_Task instructions_:
A. Report each line of the records that contains the word "green", copying every such line in full.
B. Extend the write-up on solar energy adoption at wastewater treatment plants, continuing from its final sentence.

_Passage to read_:
- Introduction
- Data Sources
2.1 Data Provided By Client
2.2 OpenStreetMap
2.3 EPA
2.4 HydroWaste - Methodology
3.1 Overview
3.2 Process Diagram - Experiments
5.1 Overview
5.2 Models
5.3 Metrics - Results
- Conclusion
- Resources
- Members
Wastewater treatment plants act as the largest energy consumers for many municipalities across the United States, requiring 30-40% of the total energy accounted for by local governments and accounting for a large portion of the operating costs at wastewater treatment plants. According to the Department of Energy, “across the country, municipal wastewater treatment plants are estimated to consume more than 30 terawatt-hours per year of electricity, which equates to about $2 billion in annual electric costs” (Department of Energy [1]). However, there are efforts to curtail this and decrease operating costs by increasing renewable energy resources at these sites, mostly in the form of solar panels. While there is great optimism about using renewable resources to make wastewater treatment plants more energy-independent, our understanding of the extent and magnitude of current solar energy adoption in these plants remains constrained due to the unavailability of an exhaustive database of wastewater treatment plants and the status of their solar energy usage. This project is conceived to bridge this critical data gap that currently exists by addressing the research question: What is the scope and scale of solar energy adoption at wastewater treatment plants (WWTPs) in the United States, in particular within California and Texas? The answer to this question will enable government officials and researchers, like our client Dr. Christine Kirchoff and her team, to understand energy consumption levels pre- and post-solar adoption, potential energy savings, and identifying future potential candidates for adoption of solar energy.
To address this question, we leveraged and added to the existing data on wastewater treatment plants provided by our client. This project will subsequently result in a database of WWTPs within the United States including information of WWTPs with solar adoption and those without.
The data provided by our client consisted of 40 WWTPs in California that were manually verified. The data can be found here.
OpenStreetMap (OSM) is a free and open geographic database that is built through crowdsourcing, in which the community adds, updates, and maintains the tagging of facilities across the United States. Since all geographic structures in OSM's database are tagged, we filtered for wastewater treatment plants using the tag "man_made"="wastewater_plant". This resulted in 14,282 possible WWTPs. Although the abundance and accessibility of the data are advantageous, upon closer examination, we discovered discrepancies between this data from OSM and our client's specific criteria for wastewater treatment plants (WWTPs). Despite the extensive nature of the data in OpenStreetMap (OSM), it did not fully align with our client's definition of WWTPs. More information can be found here.
Upon recognizing the discrepancies and errors within OpenStreetMap (OSM), we found it essential to the success of our project and ultimate end-goal to augment our data with data from additional data sources. We used a WWTP dataset published by the Environmental Protection Agency (EPA) with information relating to location and facility identification from the EPA's Facility Registry Service (FRS) from the year 2020. The size of this dataset was 14,327 possible WWTPs. While we expected this data to be more credible due to the verified nature of the source (EPA being a government agency), after analysing the data, we found that there were entries tagged incorrectly similar to the discrepancies found within OSM, with geographic structures like forests and ponds tagged as wastewater treatment plants. More information can be found here
The third and last data source our team leveraged for the creation of our extensive database was HydroSheds HydroWaste. This is an open-source spatially explicit global database of 58,502 wastewater treatment plants (WWTPs) and various other characteristics such as population served, amount of wastewater discharged, dilution factor of nearby water bodies that wastewater is discharged into, etc. After filtering for United States, this resulted in 14,748 possible WWTPs. Similar to the OSM and EPA datasets, after analysing the data, we found that there were entries tagged as wastewater treatment plants but were not. More information can be found here.

(Object position labeling entries)
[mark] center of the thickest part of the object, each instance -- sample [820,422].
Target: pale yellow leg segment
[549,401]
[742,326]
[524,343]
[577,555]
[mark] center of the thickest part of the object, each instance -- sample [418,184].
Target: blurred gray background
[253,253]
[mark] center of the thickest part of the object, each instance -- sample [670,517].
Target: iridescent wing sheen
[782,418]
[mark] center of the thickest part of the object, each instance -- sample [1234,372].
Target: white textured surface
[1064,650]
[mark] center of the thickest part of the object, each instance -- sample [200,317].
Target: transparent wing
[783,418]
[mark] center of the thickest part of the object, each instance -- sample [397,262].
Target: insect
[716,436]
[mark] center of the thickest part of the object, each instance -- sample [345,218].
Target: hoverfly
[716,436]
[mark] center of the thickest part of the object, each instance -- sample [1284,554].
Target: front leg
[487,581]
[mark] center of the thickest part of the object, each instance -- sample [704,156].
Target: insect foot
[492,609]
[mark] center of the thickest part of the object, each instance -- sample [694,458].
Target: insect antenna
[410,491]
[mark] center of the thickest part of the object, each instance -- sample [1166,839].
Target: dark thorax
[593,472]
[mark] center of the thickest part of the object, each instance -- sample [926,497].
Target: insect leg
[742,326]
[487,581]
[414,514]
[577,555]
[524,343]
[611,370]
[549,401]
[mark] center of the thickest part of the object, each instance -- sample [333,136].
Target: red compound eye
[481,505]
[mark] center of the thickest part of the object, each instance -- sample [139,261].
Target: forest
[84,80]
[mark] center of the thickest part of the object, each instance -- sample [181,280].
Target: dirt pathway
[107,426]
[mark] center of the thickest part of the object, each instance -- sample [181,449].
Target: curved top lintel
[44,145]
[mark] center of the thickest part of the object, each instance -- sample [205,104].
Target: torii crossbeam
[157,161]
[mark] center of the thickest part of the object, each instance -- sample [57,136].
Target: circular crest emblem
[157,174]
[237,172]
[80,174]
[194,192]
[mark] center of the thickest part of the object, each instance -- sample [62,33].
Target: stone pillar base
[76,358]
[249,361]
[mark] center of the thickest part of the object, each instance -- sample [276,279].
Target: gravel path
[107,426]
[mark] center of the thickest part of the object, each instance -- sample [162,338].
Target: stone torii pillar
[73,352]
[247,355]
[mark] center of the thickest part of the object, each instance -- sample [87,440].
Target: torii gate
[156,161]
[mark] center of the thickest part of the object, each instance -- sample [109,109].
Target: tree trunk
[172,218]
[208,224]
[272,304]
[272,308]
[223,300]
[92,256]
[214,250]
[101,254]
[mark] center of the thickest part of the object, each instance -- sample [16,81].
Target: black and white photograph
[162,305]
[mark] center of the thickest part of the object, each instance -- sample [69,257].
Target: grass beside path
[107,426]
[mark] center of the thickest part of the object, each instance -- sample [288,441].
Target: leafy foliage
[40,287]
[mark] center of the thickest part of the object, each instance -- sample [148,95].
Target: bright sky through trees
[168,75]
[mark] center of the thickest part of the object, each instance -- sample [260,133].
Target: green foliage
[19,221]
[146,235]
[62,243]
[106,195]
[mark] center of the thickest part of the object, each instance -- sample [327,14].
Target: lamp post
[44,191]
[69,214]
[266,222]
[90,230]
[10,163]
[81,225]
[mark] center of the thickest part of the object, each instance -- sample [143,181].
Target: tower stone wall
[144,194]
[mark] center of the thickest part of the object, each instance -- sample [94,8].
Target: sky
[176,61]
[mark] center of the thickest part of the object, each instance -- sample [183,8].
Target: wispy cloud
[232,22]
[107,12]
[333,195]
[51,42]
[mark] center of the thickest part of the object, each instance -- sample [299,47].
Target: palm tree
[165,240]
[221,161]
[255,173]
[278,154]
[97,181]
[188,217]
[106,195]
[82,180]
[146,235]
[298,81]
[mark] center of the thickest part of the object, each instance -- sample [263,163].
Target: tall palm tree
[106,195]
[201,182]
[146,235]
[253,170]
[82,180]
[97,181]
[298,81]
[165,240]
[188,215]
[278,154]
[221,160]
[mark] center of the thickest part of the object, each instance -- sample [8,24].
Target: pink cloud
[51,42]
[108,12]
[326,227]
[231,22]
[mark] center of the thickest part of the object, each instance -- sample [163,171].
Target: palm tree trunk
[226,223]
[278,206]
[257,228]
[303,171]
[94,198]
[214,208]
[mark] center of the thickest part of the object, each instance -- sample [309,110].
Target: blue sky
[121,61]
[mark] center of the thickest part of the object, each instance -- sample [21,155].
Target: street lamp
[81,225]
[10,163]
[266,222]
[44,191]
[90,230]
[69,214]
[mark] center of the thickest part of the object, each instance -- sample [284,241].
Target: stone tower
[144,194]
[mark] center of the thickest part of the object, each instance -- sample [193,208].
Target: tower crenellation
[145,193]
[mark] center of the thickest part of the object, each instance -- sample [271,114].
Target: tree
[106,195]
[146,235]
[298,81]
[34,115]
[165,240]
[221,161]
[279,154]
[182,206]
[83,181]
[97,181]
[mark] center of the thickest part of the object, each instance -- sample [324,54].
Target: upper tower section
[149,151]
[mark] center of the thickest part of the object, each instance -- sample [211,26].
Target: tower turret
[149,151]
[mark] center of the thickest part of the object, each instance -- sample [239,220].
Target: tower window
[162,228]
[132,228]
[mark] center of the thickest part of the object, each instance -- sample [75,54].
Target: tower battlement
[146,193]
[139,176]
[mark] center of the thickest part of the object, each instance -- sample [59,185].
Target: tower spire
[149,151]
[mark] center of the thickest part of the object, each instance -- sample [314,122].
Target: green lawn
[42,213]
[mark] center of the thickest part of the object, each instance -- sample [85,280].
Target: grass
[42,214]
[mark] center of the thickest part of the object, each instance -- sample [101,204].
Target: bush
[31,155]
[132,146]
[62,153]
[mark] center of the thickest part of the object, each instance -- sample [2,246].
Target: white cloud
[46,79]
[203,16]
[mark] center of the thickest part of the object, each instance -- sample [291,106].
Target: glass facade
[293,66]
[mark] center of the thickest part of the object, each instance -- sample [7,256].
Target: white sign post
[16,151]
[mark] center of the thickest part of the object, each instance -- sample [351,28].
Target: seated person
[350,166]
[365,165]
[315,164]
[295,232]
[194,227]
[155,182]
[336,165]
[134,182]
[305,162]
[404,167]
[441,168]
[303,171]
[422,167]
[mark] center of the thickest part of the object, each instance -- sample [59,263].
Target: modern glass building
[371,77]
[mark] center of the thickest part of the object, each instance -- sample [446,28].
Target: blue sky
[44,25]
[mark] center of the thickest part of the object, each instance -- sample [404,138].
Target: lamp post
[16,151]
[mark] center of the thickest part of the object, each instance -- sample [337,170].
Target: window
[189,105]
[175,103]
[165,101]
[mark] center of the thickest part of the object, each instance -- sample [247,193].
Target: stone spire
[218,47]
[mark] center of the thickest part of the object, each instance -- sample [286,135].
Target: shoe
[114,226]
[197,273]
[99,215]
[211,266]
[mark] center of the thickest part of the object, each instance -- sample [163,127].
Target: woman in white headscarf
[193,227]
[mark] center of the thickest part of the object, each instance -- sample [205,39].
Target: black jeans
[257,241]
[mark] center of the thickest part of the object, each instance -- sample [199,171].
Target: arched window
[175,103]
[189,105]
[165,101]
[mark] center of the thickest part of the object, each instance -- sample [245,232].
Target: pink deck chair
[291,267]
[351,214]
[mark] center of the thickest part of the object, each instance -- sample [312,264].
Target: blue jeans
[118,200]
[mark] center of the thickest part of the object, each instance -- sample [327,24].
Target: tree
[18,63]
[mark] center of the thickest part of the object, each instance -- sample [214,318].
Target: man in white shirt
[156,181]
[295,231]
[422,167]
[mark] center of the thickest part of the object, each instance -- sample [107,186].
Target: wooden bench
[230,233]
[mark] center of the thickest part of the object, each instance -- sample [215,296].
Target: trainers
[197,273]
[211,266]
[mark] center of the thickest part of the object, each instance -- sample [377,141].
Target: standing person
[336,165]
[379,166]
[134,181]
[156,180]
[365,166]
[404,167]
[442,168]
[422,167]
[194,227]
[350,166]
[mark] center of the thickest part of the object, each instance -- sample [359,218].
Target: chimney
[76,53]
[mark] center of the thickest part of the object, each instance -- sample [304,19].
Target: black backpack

_Answers below_:
A.
Target: green foliage
Target: green lawn

B.
Below is an example of images that demonstrate the incorrect tagging from the above three data sources:
True WWTP
Falsely Labeled as WWTP
After merging the four datasets, we had 40,397 possible WWTPs.
Below is a map of the WWTPs with solar provided by the client:
Below is a map of the possible WWTPs after merging all datasets:
As can be seen from the above image, there are two aspects to this map that were noticed by our team (and may be seen by you as the reader of this project):
- There is significant overlap amongst the data sources, which indicates that to ensure we obtain a single source of truth, we must deduplicate common WWTP records AND
- There are WWTPs that do not overlap, which indicates that none of the datasets are comprehensive.
Since the number of possible WWTPs from the different sources are too many to manually verify for true WWTP and solar presence, we manually verified and tagged the possible WWTPs from all three data sources for California and Texas, as they were of primary importance to our client. This manual activity resulted in the identification of close to 900 correctly tagged wastewater treatment plants and close to 4,600 incorrectly tagged wastewater treatment plant locations. We used this as the training dataset for our scene binary classification model and used the trained model to predict the presence of WWTP in the images for other states. Upon running our model on the remaining ~35,000 possible wastewater treatment plants for the remaining 48 states, our model predicted the detection of ~11,000 WWTPs nationwide. Using this predicted list, we manually verified the list for all true WWTPs and the presence of solar, resulting in ~6,000 WWTPs and ~200 WWTPs with solar.
In this section, we will dive deep into our experimentation process.
We not only needed to find the best model parameters for our training data but also test if a model trained on California and Texas would perform well for other states. We came up with two stages to our experiments.
Here we try different parameter settings to determine which set of parameters perform best on the training data. We choose the model with the highest max F1 score and AUC score. Further information on parameters used and results can be found here.
Within domain refers to training and testing on the same state. Cross domain refers to training and testing on different states. Here we perform within domain vs cross domain performance experiments to ensure good cross domain performance. We do this because WWTPs in different states may look different from each other and we want to ensure that training on California and Texas would generalize well to other states. Further information on parameters used and results can be found here.
The model used was ResNet50. ResNet50 is a specific type of convolutional neural network. It provides the option to add more convolutional layers to a CNN, without running into the vanishing gradient problem, using the concept of shortcut connections. A shortcut connection “skips over” some layers, converting a regular network to a residual network. The 50-layer ResNet uses a bottleneck design for the building block. A bottleneck residual block uses 1×1 convolutions, known as a “bottleneck”, which reduces the number of parameters and matrix multiplications. This enables much faster training of each layer.
Below is the architecture of ResNet50:
- F1 Score: The F1 score is a measure of a model's accuracy that combines the precision and recall scores. It is calculated as the harmonic mean of precision and recall. The relative contribution of precision and recall to the F1 score are equal. The F1 score can range from 0 to 1, with a higher score indicating better model performance.
- AUC: The Area Under the Curve (AUC) is the measure of the ability of a binary classifier to distinguish between classes and is used as a summary of the ROC curve. The higher the AUC, the better the model’s performance at distinguishing between the positive and negative classes.
After merging all the datasets we had 40,397 possible WWTPs.
After running model inference, we have 11,092 predicted WWTPs.
The comprehensive, predicted list of WWTPs across United States can be found here.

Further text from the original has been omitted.